### Exercise
Write out the listing below without alteration, omitting its pictures.

### Input data
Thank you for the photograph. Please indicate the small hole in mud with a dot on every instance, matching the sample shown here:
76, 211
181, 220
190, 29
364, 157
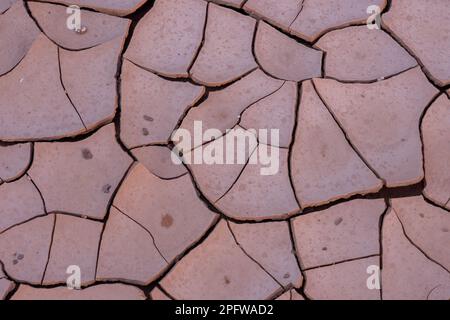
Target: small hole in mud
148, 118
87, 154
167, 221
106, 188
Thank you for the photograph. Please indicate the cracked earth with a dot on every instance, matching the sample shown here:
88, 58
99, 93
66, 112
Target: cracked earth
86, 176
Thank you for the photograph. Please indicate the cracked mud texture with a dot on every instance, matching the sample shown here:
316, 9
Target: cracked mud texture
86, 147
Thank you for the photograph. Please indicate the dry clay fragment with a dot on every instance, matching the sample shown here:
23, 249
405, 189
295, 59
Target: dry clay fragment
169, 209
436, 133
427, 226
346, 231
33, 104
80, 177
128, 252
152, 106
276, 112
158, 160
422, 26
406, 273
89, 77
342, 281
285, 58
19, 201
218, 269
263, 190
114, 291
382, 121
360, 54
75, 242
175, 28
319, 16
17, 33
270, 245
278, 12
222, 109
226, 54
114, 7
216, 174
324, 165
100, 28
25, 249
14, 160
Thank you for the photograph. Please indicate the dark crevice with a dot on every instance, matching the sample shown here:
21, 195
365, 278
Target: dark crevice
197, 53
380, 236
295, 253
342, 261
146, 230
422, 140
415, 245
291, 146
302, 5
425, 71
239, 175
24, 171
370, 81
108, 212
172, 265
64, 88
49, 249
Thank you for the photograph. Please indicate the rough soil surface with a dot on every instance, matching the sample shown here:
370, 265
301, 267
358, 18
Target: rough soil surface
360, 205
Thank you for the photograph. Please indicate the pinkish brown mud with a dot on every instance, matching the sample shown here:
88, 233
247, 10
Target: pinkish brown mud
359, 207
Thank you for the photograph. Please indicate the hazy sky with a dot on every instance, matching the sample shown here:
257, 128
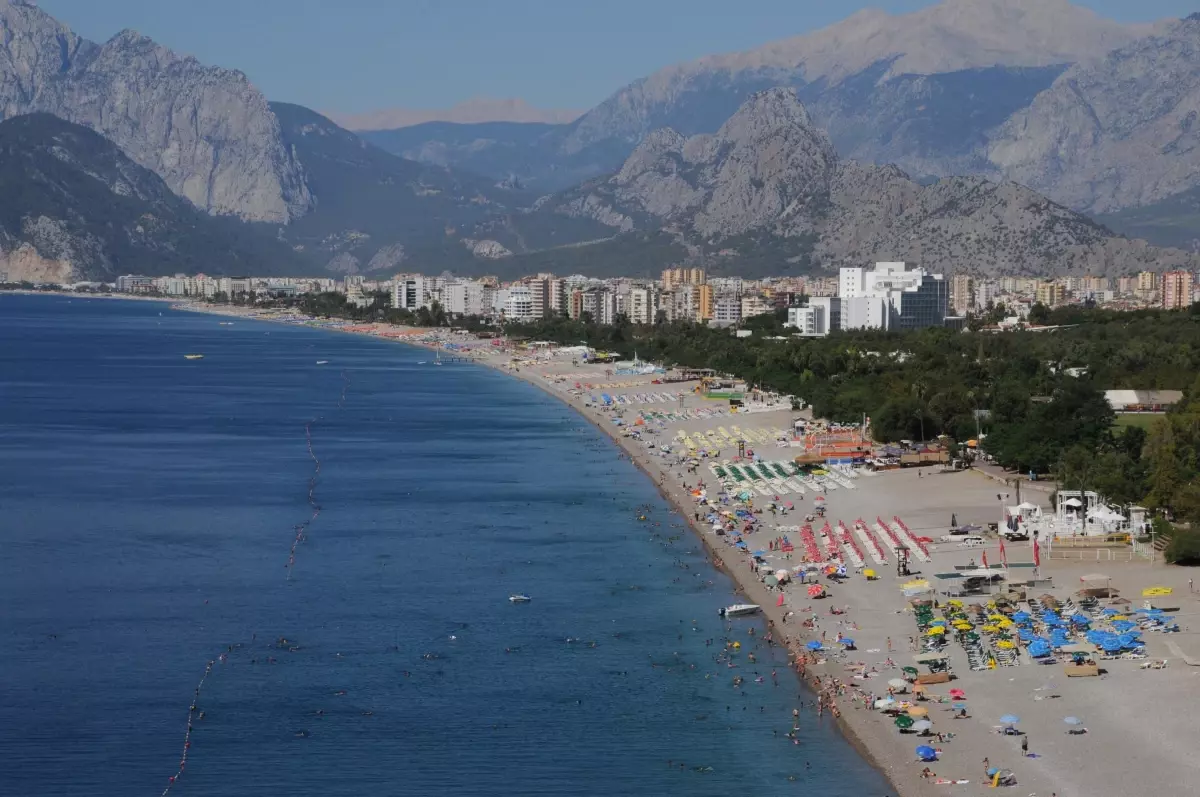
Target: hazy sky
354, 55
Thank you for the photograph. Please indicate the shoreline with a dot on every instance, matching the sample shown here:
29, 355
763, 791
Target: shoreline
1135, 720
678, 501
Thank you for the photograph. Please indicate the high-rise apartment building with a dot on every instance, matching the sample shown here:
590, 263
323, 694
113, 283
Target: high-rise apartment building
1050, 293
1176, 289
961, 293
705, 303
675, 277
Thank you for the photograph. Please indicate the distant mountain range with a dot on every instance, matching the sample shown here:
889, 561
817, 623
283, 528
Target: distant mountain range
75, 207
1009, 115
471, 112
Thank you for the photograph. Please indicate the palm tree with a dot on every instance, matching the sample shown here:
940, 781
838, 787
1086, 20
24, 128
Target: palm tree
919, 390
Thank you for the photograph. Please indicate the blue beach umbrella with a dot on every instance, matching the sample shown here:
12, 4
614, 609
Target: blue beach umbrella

### Exercise result
Thank you for the photograph. Please indicate the small hole in mud with a dot on every instance, matching the sample shown here:
76, 211
181, 220
190, 29
364, 157
Target: small hole in mud
148, 118
87, 154
167, 221
106, 188
Thank you for the photograph. Please indicate the cracked earth with a dot on every instance, matching the sample shown here:
88, 58
99, 93
66, 112
Target: cracked earth
86, 176
Thank you for the photograph. Please indicate the cracked mud texture with a dot on every instance, matching the sample shown here:
316, 9
Target: cracked mud texture
86, 147
Thank you for the photograph. Please indicate the dry clay fragment with a dot on every instance, matching the sample shown here:
23, 249
405, 189
295, 59
Target: dry clay fragment
169, 209
436, 133
427, 226
346, 231
33, 104
80, 177
128, 252
152, 106
276, 112
158, 160
422, 26
406, 273
89, 77
342, 281
285, 58
19, 201
218, 269
263, 190
114, 291
382, 121
360, 54
75, 242
175, 28
319, 16
17, 33
270, 245
278, 12
222, 109
226, 54
114, 7
216, 174
324, 165
100, 28
25, 249
14, 160
Thank you for the photograph. Please indicate the dark crevice with a dot on every instance, matching the sample shown here:
21, 195
365, 278
Target: dark crevice
197, 53
380, 236
295, 253
342, 261
146, 230
422, 140
415, 245
291, 146
302, 5
425, 71
239, 175
24, 171
370, 81
108, 212
172, 265
64, 88
49, 249
Thank you for the photograph. Please indicate the rough soil surface with a dot on every instance, matching the sample shown here:
370, 265
301, 267
358, 18
Target: rough soil surface
360, 205
Thank you for the photograph. Please indicate the pinkish brown mud with a dot on every instance, matching the sample shown here:
88, 233
247, 10
Target: pinkish brown mud
359, 207
Thank you for the photograph. Please indicate the hazy sky with a dot on every instance, matching the sample shown here:
257, 128
Target: hazy sky
354, 55
Thank you for the photograph. Please indicate the shoreline with a dot on every instance, matching the sample shown here:
29, 355
763, 791
Target: shoreline
1135, 720
678, 501
Thank you for the photograph. Please indicate the high-rise apartment building with a dot on every instance, matching the sample shown here:
590, 263
323, 694
113, 283
Target: high-rise apartment building
1050, 293
1176, 289
961, 293
705, 303
675, 277
Thank you for the photograph. Please indicate the distant mountain range with a dot on every instance, matching the sample shown here:
889, 561
817, 623
283, 528
Target: distant mountain range
75, 207
1009, 115
471, 112
Thank you for the photograph. Please indicate the palm tree with a dot on every instance, matching the sample shown here:
940, 781
838, 787
1086, 20
24, 128
Target: palm tree
919, 390
Thank you for the photograph. Please indicate the blue beach umbrella with a dot on every instance, matching the sample shown here:
12, 4
614, 609
Target: blue beach umbrella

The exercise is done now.